What the task asks — Although the records contain pictures, none belong in the copy: restate word for word only the lines from the one with "pillar above? Mark it with a dot." through the one with "windshield above? Mark it with a dot.", both included.

The records —
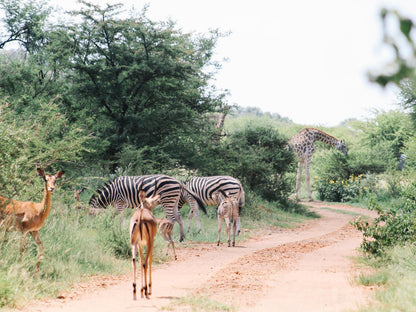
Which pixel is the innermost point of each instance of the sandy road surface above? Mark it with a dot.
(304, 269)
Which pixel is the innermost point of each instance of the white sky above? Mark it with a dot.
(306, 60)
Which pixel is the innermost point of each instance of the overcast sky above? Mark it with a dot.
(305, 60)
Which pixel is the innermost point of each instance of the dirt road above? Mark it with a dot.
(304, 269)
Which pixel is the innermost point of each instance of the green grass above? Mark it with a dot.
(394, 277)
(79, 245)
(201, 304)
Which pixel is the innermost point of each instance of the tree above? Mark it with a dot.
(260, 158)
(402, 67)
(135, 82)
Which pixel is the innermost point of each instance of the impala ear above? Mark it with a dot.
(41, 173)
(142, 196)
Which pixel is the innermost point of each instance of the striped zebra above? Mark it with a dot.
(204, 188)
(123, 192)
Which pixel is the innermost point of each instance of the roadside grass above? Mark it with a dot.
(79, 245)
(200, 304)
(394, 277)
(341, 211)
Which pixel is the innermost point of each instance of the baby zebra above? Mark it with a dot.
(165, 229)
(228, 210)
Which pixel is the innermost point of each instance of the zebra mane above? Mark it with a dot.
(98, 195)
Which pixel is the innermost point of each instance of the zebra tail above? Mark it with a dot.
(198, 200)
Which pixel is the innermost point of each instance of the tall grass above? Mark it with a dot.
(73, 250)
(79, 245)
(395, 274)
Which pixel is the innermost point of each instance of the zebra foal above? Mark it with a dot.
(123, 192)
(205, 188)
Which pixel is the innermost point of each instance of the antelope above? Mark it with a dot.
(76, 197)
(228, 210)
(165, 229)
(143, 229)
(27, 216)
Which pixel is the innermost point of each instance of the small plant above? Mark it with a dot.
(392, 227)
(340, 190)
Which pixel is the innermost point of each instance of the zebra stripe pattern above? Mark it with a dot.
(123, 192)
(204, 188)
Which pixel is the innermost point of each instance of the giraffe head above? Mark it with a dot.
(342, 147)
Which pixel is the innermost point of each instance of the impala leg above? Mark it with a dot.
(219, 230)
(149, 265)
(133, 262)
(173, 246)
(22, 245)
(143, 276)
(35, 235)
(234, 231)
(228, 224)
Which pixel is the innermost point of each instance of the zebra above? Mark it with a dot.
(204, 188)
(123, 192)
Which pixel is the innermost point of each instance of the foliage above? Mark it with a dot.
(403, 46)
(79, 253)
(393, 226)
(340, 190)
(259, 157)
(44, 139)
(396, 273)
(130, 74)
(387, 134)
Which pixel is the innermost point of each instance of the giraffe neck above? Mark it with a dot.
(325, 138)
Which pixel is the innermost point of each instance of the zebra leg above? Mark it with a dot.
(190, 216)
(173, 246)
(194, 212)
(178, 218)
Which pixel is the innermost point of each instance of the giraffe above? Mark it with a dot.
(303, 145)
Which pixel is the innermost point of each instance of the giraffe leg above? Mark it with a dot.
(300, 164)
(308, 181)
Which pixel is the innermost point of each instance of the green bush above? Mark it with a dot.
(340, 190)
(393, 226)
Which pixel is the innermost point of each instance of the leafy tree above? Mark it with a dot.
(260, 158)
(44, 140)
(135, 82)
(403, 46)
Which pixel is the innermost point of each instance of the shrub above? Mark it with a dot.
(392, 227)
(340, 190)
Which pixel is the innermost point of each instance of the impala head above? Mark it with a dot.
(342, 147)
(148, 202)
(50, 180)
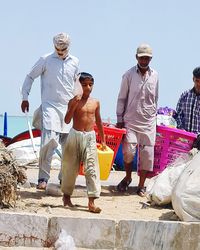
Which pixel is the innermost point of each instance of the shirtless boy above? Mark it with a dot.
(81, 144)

==

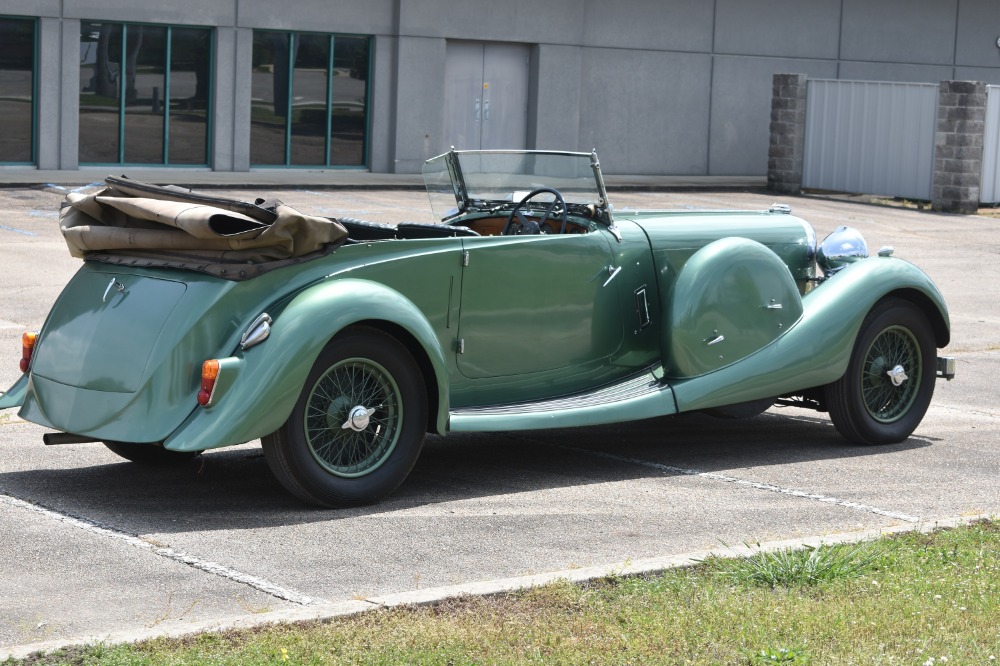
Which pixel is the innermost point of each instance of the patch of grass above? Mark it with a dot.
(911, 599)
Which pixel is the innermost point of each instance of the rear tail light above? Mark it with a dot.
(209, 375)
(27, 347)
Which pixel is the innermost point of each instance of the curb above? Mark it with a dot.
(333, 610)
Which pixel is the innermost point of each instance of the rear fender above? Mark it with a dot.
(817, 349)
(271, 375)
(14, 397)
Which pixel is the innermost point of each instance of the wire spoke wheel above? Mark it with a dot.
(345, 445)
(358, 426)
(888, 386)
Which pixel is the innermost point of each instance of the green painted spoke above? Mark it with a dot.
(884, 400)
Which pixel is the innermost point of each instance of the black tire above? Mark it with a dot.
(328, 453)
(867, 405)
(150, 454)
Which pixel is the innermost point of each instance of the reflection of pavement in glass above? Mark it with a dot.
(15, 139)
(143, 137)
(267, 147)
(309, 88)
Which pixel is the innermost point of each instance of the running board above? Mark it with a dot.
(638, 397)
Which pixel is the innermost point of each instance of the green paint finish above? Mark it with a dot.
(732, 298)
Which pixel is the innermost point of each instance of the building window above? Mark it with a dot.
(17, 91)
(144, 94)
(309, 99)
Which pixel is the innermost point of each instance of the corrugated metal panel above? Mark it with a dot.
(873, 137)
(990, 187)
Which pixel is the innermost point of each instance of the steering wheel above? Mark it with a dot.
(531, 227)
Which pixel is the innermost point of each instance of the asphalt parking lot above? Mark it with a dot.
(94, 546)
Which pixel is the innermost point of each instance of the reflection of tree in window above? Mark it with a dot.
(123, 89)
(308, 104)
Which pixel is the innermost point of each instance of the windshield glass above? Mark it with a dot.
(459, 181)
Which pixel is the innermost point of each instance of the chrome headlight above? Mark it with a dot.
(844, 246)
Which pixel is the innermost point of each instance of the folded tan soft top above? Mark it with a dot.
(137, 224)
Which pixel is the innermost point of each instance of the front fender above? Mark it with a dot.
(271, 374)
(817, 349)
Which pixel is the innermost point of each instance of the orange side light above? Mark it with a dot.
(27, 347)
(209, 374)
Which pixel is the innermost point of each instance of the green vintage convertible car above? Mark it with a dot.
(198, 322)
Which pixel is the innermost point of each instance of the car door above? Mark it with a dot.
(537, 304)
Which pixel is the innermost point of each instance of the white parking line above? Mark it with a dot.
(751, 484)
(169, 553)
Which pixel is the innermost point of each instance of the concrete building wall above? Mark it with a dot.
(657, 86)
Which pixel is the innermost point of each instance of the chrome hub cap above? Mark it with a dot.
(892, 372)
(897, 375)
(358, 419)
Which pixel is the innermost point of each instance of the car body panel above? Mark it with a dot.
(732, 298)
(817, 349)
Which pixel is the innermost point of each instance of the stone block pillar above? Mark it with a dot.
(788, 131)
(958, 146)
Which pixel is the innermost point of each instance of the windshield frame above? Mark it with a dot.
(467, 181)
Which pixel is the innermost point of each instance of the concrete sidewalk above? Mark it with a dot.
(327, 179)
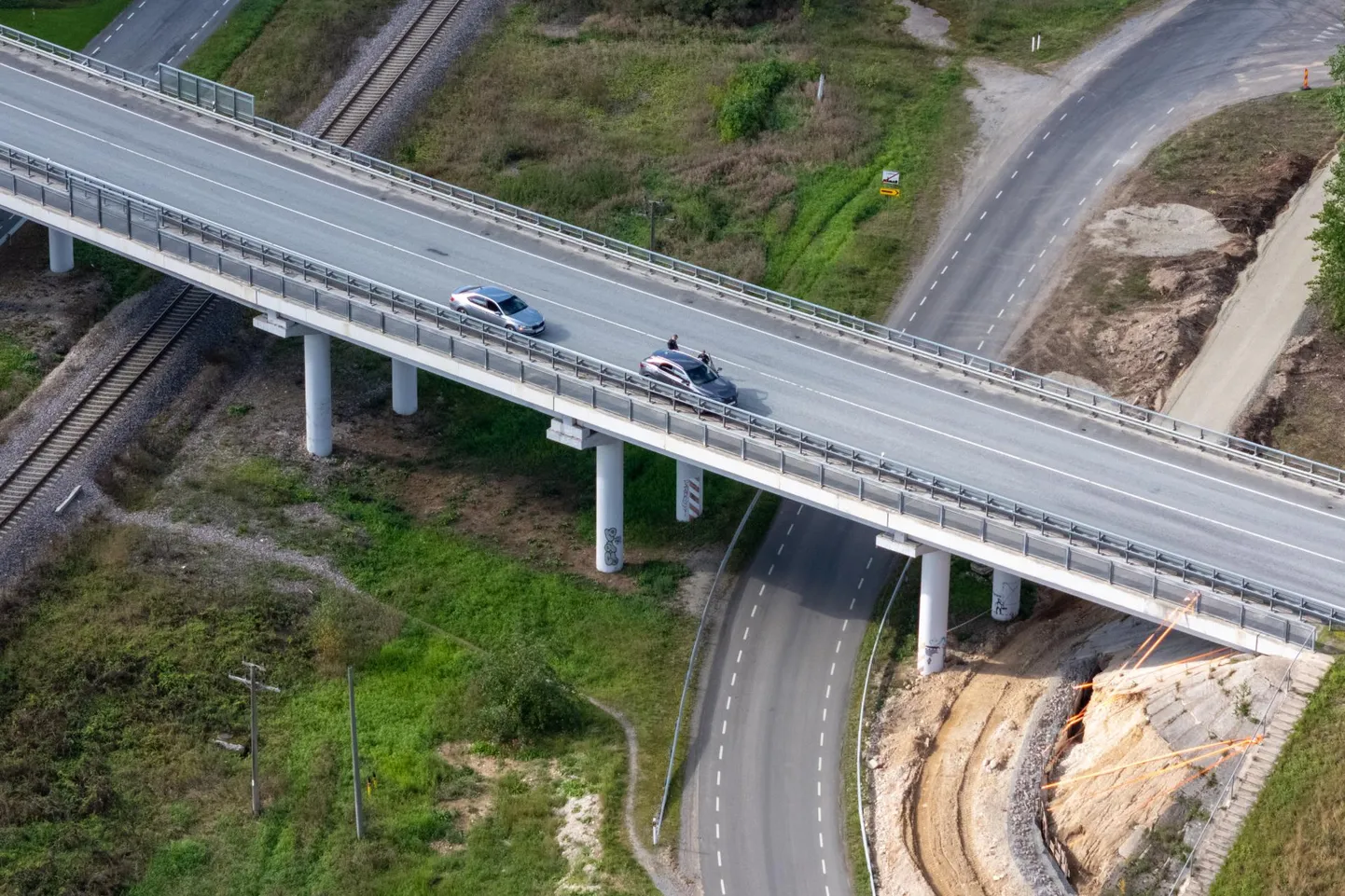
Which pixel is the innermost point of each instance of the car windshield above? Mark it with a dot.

--

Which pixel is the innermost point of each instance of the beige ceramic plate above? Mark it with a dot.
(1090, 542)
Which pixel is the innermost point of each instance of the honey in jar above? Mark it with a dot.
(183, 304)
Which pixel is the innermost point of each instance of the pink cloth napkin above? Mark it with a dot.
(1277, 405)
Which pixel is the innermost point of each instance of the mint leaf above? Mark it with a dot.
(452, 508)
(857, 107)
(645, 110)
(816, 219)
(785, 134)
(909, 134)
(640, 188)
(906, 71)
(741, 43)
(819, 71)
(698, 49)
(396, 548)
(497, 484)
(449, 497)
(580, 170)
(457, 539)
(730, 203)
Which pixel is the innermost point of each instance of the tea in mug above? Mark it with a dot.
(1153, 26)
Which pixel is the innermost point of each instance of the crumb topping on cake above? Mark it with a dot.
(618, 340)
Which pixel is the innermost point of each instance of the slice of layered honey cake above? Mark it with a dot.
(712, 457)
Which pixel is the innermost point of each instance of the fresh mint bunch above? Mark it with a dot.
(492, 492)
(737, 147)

Exercise answer —
Which pixel is the innermost point of each instance of the stone block pillar above? Mark it with a dot.
(788, 131)
(958, 146)
Which pixel is the innermost point of each instance of the windshield frame above? Mark it with a dot.
(467, 181)
Which pixel is the innermost point of each instance of the concrete sidewalk above? Mark it with a dot.
(327, 179)
Which pixel is the innermost point of each instance of the car windshield above? Mark it with a dot.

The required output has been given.